GIVEN PROBLEM — Copy out the lines below word for word, starting at the line that contains "Note: spot the granite" and ending at the line that contains "<point>620,180</point>", with both of those lines included.

MATERIAL FOR THIS TASK —
▼

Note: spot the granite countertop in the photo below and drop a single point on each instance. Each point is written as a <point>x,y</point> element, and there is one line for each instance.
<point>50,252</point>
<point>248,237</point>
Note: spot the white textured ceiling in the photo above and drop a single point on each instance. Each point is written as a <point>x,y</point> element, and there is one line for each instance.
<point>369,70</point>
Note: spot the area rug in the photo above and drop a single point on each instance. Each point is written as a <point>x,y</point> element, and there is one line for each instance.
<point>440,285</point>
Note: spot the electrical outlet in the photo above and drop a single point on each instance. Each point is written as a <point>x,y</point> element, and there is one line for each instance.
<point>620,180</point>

▲
▼

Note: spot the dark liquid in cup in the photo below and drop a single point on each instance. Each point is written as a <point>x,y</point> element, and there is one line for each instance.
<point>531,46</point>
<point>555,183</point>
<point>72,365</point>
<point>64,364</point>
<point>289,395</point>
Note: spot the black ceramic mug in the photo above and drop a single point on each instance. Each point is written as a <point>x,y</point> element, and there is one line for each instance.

▲
▼

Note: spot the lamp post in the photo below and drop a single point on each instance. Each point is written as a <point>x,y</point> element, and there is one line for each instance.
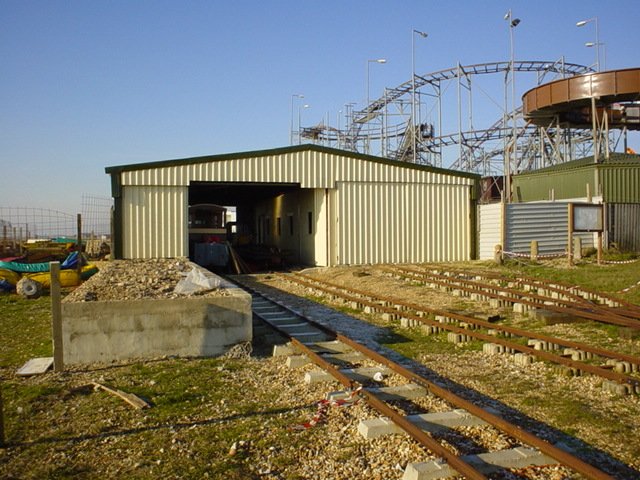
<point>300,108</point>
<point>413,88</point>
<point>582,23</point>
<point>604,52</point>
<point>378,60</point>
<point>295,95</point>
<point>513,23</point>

▲

ANSWER TO THE EXERCISE —
Note: spot the granite countertop in the photo below and drop a single point on each instance. Each point is written as a <point>x,y</point> element, and there is one line for each instance.
<point>50,252</point>
<point>248,237</point>
Note: spot the white textured ceiling in the photo above and drop a single point on each instance. Each point is written as a <point>x,y</point> element, and there is one line for each instance.
<point>369,70</point>
Note: spot the area rug in the photo above and drop a single point on each instance. Each point is written as a <point>x,y</point> element, and there is one line for each instance.
<point>440,285</point>
Note: spot the electrical outlet in the photo above and drop a single point on each instance. Each point is written as a <point>x,y</point> element, and there is one line for each instance.
<point>620,180</point>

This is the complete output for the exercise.